Exercise description>
Rewrite the records below, from the line holding "For this exercise we mark the bench slat" through the line holding "[(144, 431)]", inclusive, as a Markdown table with the columns Row and Line. Skip blank lines and leave the pictures out.

** START **

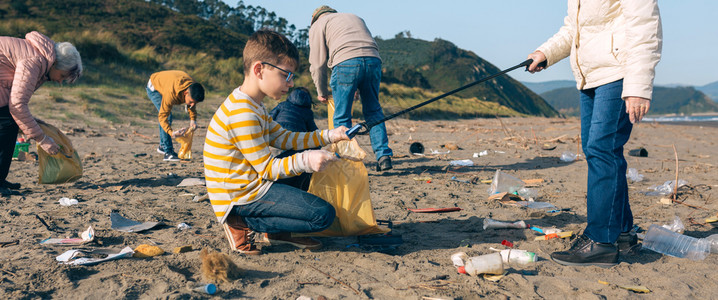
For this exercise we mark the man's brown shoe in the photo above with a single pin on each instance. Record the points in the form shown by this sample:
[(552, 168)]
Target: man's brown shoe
[(239, 237), (299, 242)]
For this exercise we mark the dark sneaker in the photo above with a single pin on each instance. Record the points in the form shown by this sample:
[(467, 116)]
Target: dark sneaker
[(171, 157), (9, 185), (586, 252), (239, 236), (287, 239), (628, 243), (384, 164)]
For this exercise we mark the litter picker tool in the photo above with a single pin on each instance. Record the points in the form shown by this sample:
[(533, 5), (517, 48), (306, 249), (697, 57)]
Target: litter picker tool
[(364, 127)]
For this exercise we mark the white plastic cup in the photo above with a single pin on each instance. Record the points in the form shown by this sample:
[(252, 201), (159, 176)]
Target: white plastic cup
[(206, 288), (485, 264), (514, 257)]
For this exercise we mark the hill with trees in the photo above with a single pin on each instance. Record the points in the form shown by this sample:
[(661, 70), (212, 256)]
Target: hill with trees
[(123, 41)]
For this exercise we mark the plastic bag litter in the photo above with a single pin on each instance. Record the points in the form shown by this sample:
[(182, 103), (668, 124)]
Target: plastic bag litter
[(633, 175), (185, 144), (666, 188), (568, 156), (63, 167), (505, 183), (344, 183)]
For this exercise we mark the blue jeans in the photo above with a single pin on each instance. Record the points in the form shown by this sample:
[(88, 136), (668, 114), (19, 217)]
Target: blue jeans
[(363, 74), (605, 128), (285, 208), (165, 138)]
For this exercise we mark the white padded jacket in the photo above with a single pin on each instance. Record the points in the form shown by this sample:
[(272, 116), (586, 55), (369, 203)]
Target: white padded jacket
[(608, 40)]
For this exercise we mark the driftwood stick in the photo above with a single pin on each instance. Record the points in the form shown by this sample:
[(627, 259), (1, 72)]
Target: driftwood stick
[(675, 185), (337, 280)]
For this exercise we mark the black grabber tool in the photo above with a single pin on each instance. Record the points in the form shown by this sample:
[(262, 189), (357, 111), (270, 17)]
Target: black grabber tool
[(364, 127)]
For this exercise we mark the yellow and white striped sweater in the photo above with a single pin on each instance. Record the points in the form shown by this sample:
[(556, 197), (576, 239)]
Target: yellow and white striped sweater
[(238, 165)]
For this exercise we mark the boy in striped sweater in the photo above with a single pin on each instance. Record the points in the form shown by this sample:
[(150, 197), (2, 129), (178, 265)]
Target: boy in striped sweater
[(244, 181)]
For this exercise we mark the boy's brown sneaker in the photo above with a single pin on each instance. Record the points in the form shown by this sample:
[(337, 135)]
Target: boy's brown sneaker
[(299, 242), (239, 236)]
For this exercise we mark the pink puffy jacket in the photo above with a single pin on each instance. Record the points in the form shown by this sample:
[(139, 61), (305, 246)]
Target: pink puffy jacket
[(24, 65)]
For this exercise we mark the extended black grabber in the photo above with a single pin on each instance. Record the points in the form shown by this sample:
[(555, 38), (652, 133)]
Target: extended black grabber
[(364, 127)]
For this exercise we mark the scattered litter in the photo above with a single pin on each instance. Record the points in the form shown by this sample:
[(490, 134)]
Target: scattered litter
[(451, 146), (209, 289), (505, 183), (416, 148), (536, 205), (453, 178), (632, 288), (666, 188), (633, 175), (199, 198), (85, 237), (639, 152), (64, 201), (676, 226), (493, 224), (561, 235), (568, 156), (192, 182), (183, 249), (121, 223), (463, 163), (527, 193), (145, 251), (434, 210), (66, 258)]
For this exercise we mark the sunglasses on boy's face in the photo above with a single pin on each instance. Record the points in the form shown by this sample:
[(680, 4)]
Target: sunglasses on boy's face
[(290, 75)]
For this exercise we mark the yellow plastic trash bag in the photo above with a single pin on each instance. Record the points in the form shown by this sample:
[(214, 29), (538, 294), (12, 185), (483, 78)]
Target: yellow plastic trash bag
[(345, 185), (186, 144), (63, 167)]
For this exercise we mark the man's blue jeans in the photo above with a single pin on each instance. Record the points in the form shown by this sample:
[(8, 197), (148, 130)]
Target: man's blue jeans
[(285, 208), (363, 74), (165, 138), (605, 128)]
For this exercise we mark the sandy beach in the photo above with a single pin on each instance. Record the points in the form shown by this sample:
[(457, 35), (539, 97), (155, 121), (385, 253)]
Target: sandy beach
[(124, 174)]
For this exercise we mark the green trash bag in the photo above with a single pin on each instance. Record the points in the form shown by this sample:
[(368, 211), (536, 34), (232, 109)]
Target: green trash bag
[(63, 167)]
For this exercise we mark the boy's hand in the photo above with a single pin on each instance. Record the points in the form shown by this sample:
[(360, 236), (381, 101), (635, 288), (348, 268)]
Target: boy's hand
[(316, 160), (338, 134), (49, 145), (179, 133)]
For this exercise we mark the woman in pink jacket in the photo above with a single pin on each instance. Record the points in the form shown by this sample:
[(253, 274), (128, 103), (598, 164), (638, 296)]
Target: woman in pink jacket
[(614, 46), (25, 64)]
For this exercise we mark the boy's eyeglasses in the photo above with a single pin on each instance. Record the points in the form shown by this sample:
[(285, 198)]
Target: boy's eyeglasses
[(290, 75)]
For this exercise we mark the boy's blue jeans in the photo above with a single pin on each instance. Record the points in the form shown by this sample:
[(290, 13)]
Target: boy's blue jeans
[(285, 208), (363, 74), (165, 138), (605, 128)]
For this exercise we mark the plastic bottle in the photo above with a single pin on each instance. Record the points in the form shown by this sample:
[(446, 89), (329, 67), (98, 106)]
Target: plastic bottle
[(516, 257), (484, 264), (667, 242), (206, 288)]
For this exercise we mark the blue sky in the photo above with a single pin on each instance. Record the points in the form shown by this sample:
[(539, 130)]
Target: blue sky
[(504, 32)]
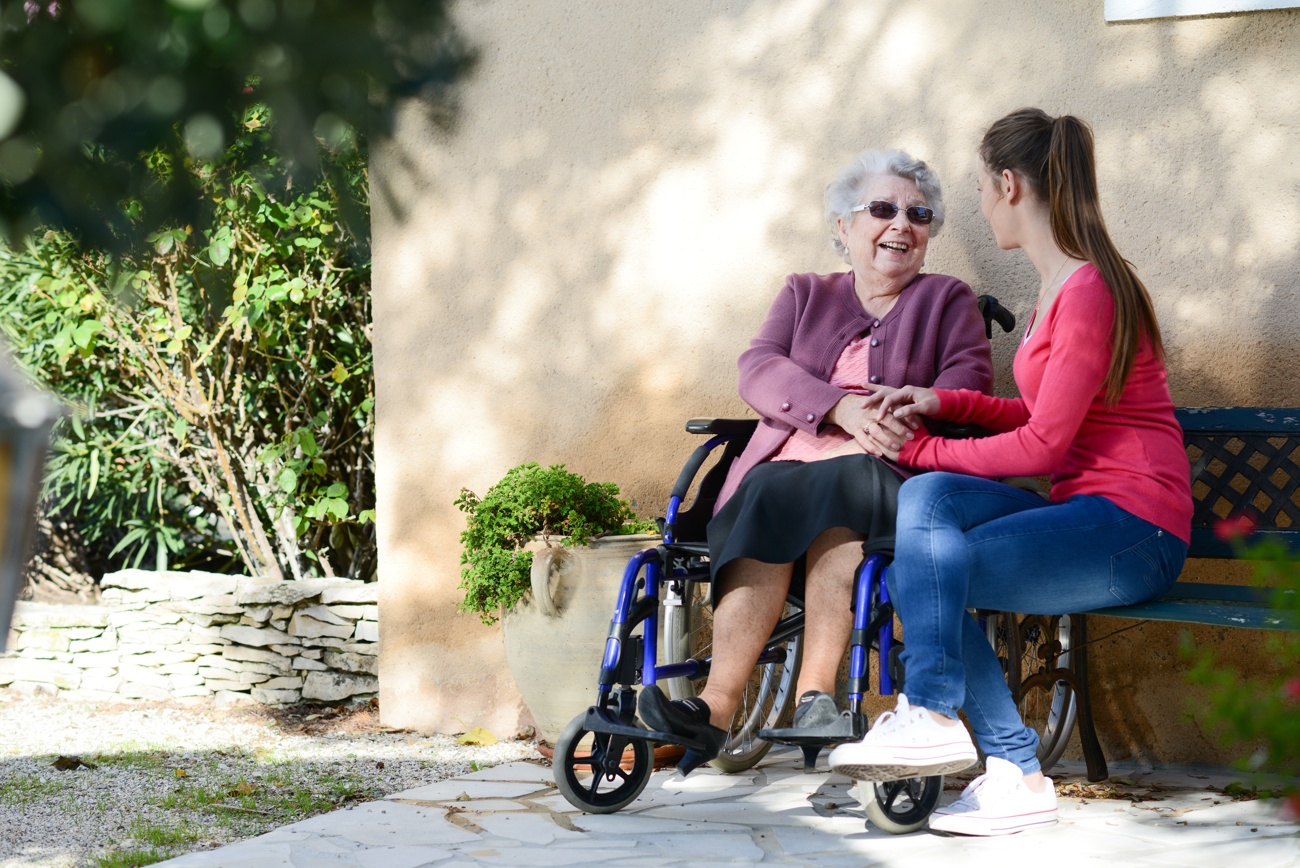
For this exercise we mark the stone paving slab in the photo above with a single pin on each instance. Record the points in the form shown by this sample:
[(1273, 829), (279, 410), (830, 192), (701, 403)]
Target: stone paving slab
[(775, 814)]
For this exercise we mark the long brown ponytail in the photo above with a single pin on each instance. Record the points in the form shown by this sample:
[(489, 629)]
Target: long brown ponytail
[(1054, 156)]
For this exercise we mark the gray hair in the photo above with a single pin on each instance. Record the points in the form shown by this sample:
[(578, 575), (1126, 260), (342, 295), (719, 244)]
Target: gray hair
[(845, 191)]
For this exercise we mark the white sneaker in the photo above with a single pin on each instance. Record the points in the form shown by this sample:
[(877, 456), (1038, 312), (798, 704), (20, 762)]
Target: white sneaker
[(997, 802), (905, 742)]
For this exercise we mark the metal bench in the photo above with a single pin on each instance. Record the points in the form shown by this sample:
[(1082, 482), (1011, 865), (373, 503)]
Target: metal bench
[(1246, 461)]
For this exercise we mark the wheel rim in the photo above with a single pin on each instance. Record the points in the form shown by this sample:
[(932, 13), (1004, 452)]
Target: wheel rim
[(596, 773), (902, 801), (1047, 707)]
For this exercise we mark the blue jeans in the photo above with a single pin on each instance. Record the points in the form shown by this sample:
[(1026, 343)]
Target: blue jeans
[(965, 542)]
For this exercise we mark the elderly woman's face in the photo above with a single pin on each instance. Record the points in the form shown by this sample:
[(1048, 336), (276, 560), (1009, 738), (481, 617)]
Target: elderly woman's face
[(893, 250)]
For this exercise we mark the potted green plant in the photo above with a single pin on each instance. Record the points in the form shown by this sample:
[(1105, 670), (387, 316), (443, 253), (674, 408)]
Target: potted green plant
[(544, 551)]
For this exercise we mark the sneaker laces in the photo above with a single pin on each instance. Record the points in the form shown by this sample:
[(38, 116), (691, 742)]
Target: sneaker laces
[(988, 785), (901, 715)]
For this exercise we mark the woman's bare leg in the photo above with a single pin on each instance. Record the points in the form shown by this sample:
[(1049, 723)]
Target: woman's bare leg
[(752, 595), (833, 560)]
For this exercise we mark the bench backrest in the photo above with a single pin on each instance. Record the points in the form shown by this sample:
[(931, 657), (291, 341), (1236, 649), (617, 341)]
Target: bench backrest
[(1246, 461)]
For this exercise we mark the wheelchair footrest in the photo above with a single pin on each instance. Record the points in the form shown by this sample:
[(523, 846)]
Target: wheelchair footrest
[(606, 720), (848, 727)]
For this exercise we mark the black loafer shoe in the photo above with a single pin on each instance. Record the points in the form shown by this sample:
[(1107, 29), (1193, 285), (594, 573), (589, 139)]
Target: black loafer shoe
[(815, 710), (684, 717)]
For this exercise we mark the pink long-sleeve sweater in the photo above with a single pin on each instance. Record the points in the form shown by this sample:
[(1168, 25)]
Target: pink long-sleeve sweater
[(1130, 452)]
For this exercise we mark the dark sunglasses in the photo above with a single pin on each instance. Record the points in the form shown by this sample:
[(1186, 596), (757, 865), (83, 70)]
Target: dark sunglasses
[(918, 215)]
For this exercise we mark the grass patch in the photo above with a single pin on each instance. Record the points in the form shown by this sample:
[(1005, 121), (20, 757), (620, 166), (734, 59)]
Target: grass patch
[(146, 759), (26, 789), (160, 836), (130, 858)]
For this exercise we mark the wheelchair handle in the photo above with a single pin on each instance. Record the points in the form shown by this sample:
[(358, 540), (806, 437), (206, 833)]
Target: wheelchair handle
[(995, 312)]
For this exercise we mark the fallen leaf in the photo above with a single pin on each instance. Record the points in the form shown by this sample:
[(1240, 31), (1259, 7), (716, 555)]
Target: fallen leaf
[(70, 763), (477, 736)]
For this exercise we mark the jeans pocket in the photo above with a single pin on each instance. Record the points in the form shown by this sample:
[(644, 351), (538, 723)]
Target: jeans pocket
[(1147, 569)]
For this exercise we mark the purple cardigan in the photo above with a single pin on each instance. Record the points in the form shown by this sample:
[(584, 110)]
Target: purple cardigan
[(934, 335)]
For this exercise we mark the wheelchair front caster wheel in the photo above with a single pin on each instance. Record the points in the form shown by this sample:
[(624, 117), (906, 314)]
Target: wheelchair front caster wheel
[(589, 768), (900, 807)]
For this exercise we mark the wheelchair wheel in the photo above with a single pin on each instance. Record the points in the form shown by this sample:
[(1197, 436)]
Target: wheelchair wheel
[(588, 768), (900, 807), (768, 698), (1030, 647)]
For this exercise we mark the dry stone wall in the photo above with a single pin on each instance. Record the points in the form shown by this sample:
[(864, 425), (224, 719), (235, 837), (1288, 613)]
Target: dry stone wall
[(228, 638)]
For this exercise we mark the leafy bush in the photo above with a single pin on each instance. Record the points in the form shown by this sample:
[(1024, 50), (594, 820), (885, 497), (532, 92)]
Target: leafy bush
[(221, 374), (1261, 714), (531, 500)]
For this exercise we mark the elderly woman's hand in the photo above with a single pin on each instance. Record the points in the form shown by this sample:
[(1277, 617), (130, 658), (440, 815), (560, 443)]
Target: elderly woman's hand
[(902, 406), (876, 435)]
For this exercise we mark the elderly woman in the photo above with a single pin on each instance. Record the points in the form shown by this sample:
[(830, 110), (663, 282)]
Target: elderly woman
[(806, 493)]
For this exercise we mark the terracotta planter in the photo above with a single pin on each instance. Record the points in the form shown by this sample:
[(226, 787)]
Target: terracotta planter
[(555, 637)]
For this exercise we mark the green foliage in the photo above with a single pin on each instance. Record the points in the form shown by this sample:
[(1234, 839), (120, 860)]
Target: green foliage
[(220, 374), (104, 102), (1260, 714), (531, 500)]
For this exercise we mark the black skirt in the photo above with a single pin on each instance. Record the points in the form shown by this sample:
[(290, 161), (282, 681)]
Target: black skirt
[(781, 507)]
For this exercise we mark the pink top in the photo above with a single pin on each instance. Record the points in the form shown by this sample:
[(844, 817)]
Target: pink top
[(1130, 452), (849, 373)]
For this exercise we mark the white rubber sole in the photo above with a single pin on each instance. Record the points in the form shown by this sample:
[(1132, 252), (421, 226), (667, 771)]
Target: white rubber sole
[(975, 825), (900, 771)]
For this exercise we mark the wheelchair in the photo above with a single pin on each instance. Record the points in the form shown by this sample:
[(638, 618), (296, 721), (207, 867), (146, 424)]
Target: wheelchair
[(661, 633)]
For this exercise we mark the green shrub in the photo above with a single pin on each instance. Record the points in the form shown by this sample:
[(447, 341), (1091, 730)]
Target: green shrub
[(531, 500), (1260, 714), (220, 373)]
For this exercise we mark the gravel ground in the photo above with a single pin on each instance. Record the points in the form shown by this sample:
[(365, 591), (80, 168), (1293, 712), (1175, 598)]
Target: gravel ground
[(159, 780)]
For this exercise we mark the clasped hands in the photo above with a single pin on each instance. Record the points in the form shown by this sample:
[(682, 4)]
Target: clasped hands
[(883, 421)]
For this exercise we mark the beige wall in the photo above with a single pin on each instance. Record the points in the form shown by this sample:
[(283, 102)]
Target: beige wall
[(572, 273)]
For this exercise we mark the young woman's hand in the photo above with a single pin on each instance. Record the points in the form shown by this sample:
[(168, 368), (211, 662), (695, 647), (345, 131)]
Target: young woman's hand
[(876, 435)]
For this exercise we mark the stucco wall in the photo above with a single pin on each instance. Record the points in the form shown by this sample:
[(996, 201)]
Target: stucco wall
[(572, 272)]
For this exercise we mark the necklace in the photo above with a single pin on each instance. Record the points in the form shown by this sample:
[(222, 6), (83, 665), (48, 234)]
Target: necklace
[(1047, 287)]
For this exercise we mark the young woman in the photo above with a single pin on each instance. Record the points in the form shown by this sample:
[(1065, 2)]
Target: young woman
[(1095, 413)]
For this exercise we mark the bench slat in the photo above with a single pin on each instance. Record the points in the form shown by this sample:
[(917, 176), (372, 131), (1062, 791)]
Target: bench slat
[(1213, 604)]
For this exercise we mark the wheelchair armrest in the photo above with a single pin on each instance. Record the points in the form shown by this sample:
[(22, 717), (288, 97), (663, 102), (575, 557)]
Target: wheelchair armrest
[(995, 312), (958, 432), (724, 426)]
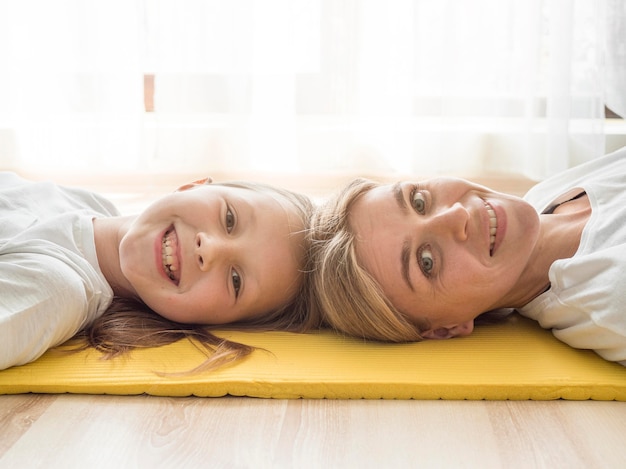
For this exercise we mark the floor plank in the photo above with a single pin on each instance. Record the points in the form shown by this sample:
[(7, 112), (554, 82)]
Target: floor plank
[(144, 431)]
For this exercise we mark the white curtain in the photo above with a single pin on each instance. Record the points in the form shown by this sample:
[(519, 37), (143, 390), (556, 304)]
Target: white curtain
[(305, 86)]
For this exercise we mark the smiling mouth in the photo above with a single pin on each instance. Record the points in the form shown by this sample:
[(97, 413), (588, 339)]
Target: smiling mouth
[(171, 266), (493, 227)]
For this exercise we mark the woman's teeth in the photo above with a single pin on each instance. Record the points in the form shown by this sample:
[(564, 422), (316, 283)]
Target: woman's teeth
[(167, 252), (493, 226)]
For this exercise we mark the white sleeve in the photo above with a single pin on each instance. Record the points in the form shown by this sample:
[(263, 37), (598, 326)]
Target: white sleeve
[(43, 303)]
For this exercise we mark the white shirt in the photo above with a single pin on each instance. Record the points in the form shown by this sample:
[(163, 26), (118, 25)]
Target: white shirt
[(50, 283), (586, 304)]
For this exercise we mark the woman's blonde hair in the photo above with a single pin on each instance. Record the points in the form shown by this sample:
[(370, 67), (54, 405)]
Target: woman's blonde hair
[(129, 324), (346, 296)]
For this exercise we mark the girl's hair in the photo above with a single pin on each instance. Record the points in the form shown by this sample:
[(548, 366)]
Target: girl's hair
[(343, 293), (128, 324)]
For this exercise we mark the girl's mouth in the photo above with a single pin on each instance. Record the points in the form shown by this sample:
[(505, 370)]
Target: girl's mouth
[(169, 250)]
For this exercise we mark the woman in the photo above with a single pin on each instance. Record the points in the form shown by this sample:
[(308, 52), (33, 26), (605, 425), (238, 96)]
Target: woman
[(208, 255), (412, 261)]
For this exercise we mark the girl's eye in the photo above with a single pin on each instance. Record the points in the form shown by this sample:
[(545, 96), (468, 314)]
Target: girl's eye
[(230, 220), (426, 261), (236, 279), (418, 201)]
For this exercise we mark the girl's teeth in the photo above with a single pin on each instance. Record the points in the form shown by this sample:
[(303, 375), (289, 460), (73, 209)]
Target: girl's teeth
[(493, 225)]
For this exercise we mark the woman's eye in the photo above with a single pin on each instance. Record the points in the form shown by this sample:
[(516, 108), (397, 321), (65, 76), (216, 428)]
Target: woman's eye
[(418, 201), (236, 282), (230, 220), (426, 261)]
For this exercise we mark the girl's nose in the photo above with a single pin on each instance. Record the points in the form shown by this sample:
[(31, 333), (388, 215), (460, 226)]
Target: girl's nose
[(451, 220), (205, 251)]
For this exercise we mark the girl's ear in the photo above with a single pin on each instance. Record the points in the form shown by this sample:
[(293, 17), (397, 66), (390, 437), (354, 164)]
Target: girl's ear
[(199, 182)]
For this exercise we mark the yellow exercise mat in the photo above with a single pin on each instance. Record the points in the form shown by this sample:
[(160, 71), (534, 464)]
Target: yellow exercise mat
[(514, 360)]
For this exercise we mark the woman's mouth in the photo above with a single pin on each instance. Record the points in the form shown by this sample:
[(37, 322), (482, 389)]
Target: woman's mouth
[(493, 227), (169, 250)]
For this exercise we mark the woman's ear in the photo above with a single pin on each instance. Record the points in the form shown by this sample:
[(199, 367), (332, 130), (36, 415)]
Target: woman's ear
[(459, 330), (199, 182), (437, 334)]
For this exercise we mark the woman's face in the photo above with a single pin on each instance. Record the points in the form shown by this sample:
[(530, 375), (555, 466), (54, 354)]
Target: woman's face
[(445, 250), (213, 254)]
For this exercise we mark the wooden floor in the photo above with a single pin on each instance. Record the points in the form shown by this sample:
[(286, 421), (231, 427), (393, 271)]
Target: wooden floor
[(69, 431)]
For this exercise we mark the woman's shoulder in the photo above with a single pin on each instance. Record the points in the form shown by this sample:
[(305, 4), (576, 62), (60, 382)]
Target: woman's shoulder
[(609, 169)]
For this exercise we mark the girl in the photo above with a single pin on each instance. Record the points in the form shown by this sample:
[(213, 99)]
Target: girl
[(409, 261), (208, 255)]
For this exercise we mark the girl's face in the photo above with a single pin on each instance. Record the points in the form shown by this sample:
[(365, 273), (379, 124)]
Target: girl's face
[(213, 254), (445, 250)]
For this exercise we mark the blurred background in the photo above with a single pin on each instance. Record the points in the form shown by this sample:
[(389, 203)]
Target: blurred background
[(124, 90)]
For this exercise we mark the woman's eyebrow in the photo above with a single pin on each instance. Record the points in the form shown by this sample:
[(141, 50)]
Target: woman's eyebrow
[(396, 189), (405, 258)]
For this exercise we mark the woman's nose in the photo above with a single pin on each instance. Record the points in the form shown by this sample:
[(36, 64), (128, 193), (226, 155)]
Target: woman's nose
[(451, 220)]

** END **

Expected answer>
| Row | Line |
|---|---|
| 1 | For this exercise we mark the bench slat in the photo above with a single pin on each instance. Record the points in the form shown by this sample: |
| 2 | [(917, 176), (372, 131), (1062, 791)] |
| 3 | Target: bench slat |
| 4 | [(1213, 604)] |
| 5 | For this exercise we mark the wheelchair armrest in the photo above with a single pin on each instance. Record the points in the form shown by this sample: |
| 6 | [(22, 717), (288, 97), (663, 102), (575, 557)] |
| 7 | Target: wheelchair armrest |
| 8 | [(995, 312), (958, 432), (724, 426)] |
| 9 | For this exercise we mark the floor plank in the photo above with a single pin on each instance. Record the points in the form shown by this sample: |
| 10 | [(7, 112), (554, 82)] |
| 11 | Target: floor plank |
| 12 | [(144, 431)] |